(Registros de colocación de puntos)
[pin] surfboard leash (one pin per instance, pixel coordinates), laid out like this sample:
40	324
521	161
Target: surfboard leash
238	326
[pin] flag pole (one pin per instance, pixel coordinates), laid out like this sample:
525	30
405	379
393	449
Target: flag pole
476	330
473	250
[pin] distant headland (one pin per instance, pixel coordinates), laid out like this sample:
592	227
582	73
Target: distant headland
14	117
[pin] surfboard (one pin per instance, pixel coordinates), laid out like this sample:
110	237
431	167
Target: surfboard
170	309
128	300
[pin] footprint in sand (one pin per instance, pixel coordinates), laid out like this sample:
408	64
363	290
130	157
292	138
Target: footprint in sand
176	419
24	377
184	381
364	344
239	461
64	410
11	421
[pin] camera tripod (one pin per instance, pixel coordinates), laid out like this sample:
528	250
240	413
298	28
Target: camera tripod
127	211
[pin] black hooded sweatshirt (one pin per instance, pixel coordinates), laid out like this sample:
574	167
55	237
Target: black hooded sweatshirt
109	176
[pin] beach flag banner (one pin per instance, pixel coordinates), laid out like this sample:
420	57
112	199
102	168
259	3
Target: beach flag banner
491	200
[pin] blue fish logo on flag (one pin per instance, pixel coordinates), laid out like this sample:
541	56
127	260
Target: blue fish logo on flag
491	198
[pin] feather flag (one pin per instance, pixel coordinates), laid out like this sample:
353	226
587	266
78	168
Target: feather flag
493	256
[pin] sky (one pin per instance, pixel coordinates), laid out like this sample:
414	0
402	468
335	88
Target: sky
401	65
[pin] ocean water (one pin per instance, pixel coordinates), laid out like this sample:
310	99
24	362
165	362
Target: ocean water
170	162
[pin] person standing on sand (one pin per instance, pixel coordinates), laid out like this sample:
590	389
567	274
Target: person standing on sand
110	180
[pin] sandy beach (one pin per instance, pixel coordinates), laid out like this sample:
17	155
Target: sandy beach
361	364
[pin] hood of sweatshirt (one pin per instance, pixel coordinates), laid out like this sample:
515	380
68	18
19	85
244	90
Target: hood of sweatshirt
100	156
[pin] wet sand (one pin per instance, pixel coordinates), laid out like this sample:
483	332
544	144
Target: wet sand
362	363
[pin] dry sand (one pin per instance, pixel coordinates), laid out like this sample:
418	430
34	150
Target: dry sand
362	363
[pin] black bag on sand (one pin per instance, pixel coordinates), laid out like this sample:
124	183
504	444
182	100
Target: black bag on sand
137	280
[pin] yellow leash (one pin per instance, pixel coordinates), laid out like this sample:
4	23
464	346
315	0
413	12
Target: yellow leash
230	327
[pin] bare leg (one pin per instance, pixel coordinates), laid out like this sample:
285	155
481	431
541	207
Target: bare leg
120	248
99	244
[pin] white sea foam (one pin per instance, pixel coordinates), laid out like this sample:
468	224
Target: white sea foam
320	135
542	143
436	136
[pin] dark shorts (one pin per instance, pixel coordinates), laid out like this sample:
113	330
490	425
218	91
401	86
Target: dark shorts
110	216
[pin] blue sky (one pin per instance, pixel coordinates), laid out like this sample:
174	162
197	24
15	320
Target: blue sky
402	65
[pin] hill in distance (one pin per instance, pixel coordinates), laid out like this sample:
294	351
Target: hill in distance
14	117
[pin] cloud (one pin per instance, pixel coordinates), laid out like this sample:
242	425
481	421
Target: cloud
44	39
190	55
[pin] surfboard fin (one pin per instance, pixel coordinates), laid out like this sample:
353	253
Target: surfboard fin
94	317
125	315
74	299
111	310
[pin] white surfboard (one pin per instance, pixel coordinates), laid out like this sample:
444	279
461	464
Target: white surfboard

---

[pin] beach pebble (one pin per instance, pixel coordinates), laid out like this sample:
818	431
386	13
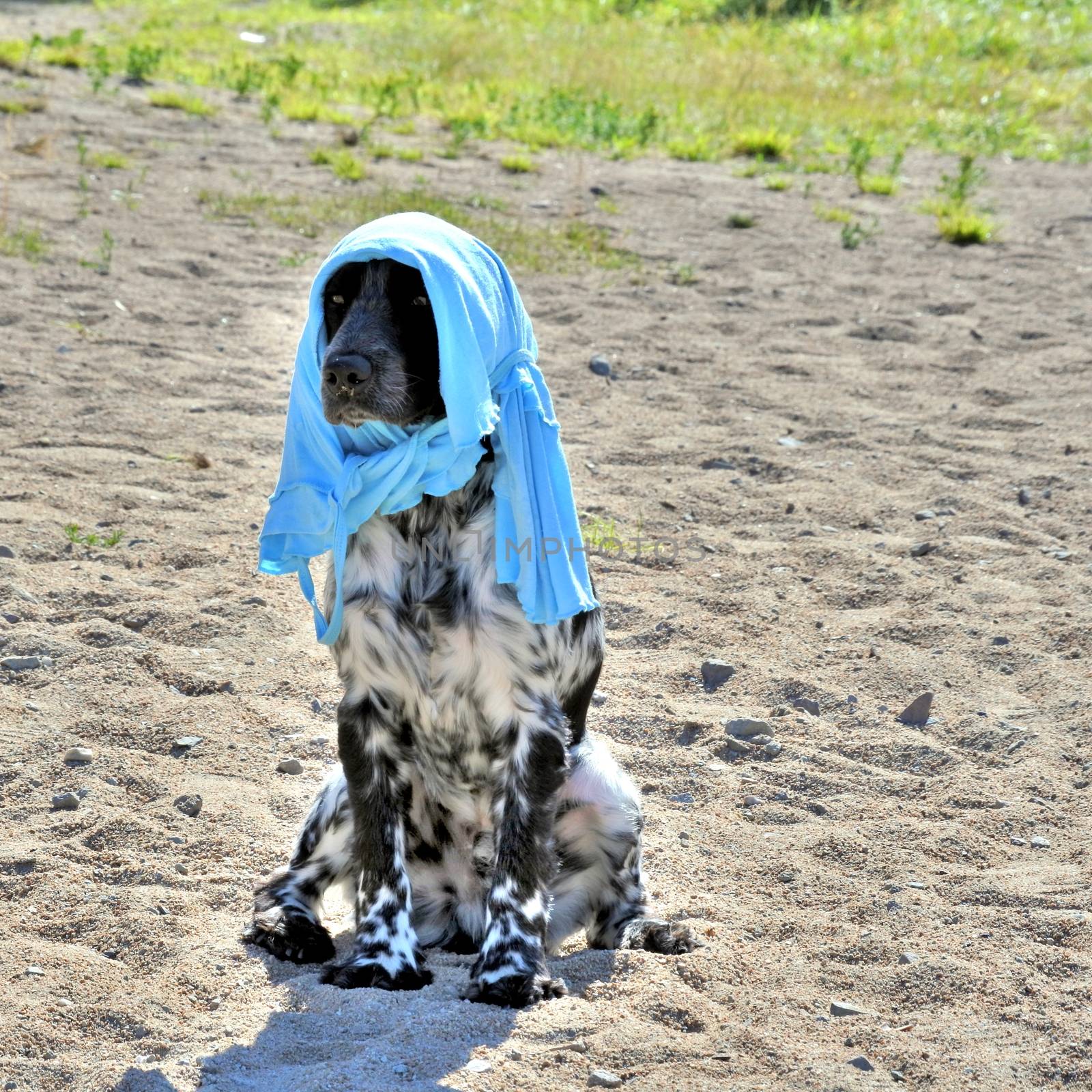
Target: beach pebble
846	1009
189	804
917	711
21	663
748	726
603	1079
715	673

--

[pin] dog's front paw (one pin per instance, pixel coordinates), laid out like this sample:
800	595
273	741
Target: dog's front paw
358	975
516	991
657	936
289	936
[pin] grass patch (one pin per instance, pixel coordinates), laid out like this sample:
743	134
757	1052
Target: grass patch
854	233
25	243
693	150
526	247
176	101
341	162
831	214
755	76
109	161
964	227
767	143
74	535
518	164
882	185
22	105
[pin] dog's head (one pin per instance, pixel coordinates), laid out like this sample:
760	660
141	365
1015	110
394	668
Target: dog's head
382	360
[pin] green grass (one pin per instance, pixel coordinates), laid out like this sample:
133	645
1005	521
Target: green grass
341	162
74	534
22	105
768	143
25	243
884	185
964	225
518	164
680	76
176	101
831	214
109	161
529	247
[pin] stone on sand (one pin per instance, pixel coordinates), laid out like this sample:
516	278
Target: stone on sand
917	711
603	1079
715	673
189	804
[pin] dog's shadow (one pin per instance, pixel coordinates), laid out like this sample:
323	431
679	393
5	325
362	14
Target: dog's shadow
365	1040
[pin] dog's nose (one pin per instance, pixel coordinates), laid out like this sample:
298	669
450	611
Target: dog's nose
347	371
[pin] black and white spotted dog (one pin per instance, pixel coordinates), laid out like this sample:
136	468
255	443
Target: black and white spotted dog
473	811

- QUÉ HACER:
Identifica cada línea del material que contiene la palabra "feather" y cópiala.

- RESPUESTA ESPERADA:
[pin] feather flag (one pin per instance, pixel coordinates), laid out like this sample:
Target: feather flag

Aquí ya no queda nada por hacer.